**Written instruction**
Word for word, give the material below again, minus any images.

*** Dataset ***

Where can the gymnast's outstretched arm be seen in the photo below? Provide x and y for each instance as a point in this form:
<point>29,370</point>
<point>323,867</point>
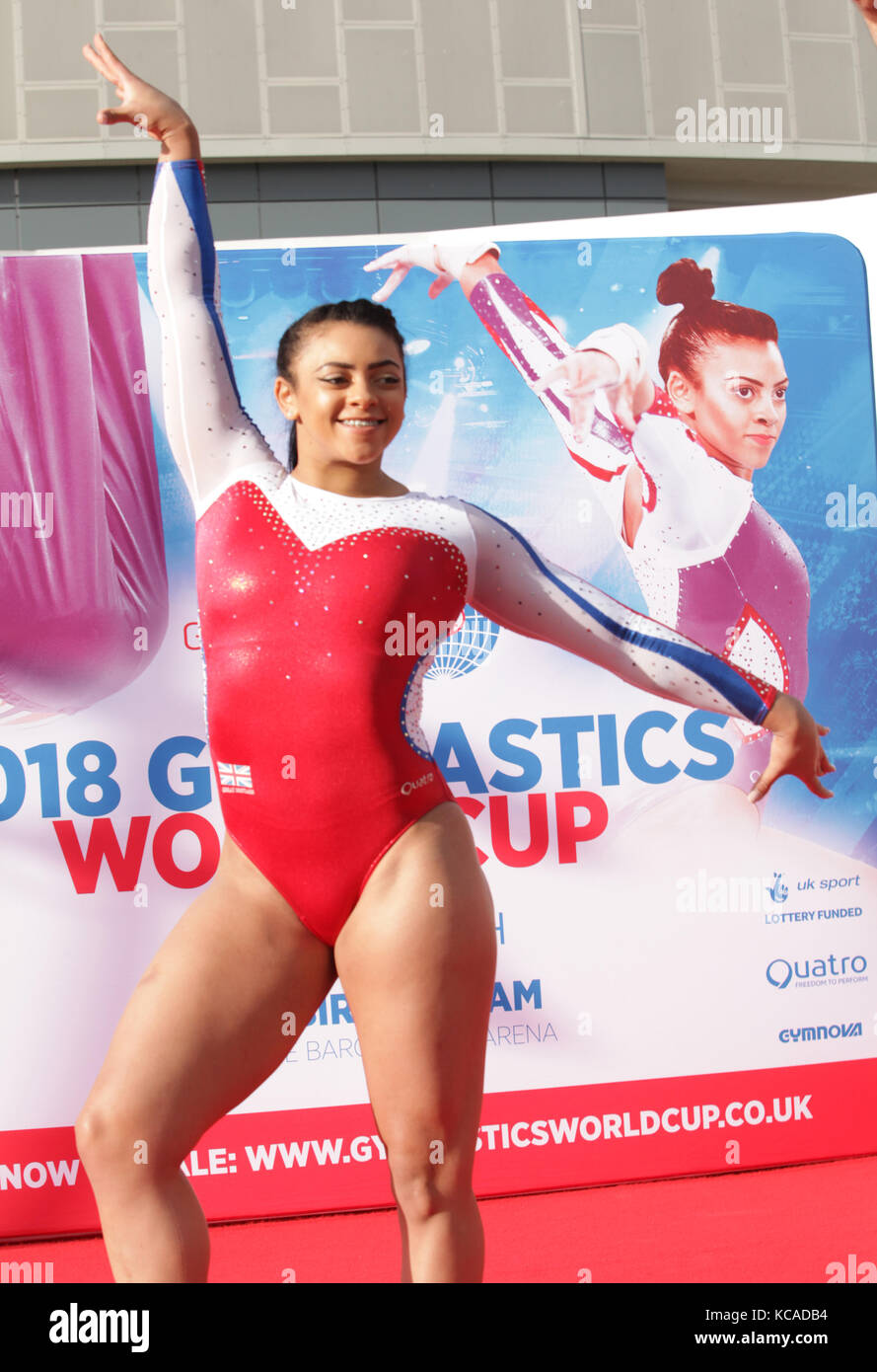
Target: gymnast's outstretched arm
<point>518,589</point>
<point>210,433</point>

***

**Correct result**
Where can the gymnast's outstretched arm be seen in the photo below? Provide x and y for each instance as a point in this form:
<point>29,370</point>
<point>323,867</point>
Target: gymnast's outstretched arm
<point>518,589</point>
<point>210,433</point>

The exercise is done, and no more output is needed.